Goal 1. For the Kenton Ridge High School text, decide whether each statement agrees with it, answering yes or no and quoting the words that settle it: (a) Kenton Ridge High School is one of two high schools in the Northeastern Local School District; (b) the school won a boys golf state championship in 2010; (c) Jan Finney is listed as a professional MMA fighter.
Goal 2. Pick up the Kenton Ridge High School text after its final line and keep writing.

BEGIN Source document

Kenton Ridge High School is a public high school near Springfield, Ohio, United States.  It is one of two high schools in the Northeastern Local School District, the other school being Northeastern High School.

State championships
Kenton Ridge High School has won the following Ohio High School Athletic Association state championship:
 Boys Bowling – 2009, 2010 
 Boys Golf - 2011

Notable alumni
 Dave Burba, Former MLB player (Seattle Mariners, San Francisco Giants, Cincinnati Reds, Cleveland Indians, Texas Rangers, Milwaukee Brewers) and current Minor League Baseball coach (Hartford Yard Goats)
 Adam Eaton, Current MLB player (Arizona Diamondbacks, Chicago White Sox, Washington Nationals)
 Jan Finney, softball player; professional MMA fighter
 Dustin Hermanson, Former MLB player (San Diego Padres, Montreal Expos, St. Louis Cardinals, Boston Red Sox, San Francisco Giants, Chicago White Sox)

END Source document
BEGIN Record list

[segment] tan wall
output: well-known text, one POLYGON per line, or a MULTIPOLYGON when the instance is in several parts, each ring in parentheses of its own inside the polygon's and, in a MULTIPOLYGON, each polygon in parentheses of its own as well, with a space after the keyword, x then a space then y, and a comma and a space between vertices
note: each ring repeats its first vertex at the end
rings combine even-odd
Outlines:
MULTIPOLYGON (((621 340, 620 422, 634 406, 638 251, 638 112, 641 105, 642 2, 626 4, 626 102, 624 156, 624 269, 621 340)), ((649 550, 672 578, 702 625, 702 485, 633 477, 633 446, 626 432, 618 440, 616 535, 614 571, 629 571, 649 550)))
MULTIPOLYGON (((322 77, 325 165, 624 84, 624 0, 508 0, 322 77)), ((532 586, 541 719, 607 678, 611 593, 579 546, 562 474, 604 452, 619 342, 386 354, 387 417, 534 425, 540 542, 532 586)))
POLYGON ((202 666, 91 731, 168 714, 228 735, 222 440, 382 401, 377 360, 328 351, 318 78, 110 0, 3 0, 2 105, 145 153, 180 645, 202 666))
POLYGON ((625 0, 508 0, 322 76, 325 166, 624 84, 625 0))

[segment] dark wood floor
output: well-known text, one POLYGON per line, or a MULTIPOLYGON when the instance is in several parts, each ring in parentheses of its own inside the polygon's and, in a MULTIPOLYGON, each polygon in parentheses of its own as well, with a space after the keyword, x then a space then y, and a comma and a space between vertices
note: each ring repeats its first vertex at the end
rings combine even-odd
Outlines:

END Record list

Written answer 1.
(a) Yes: "It is one of two high schools in the Northeastern Local School District"
(b) No: "Boys Golf - 2011"
(c) Yes: "Jan Finney, softball player; professional MMA fighter"

Written answer 2.
 Chris Via, professional bowler on the PBA Tour, who has won the 2016 U.S. Amateur Championship and the 2021 U.S. Open
 Rick White, Former MLB player (Pittsburgh Pirates, Tampa Bay Devil Rays, New York Mets, Saint Louis Cardinals, Colorado Rockies, Houston Astros, Chicago White Sox, Cleveland Indians, Philadelphia Phillies, Cincinnati Reds, Seattle Mariners)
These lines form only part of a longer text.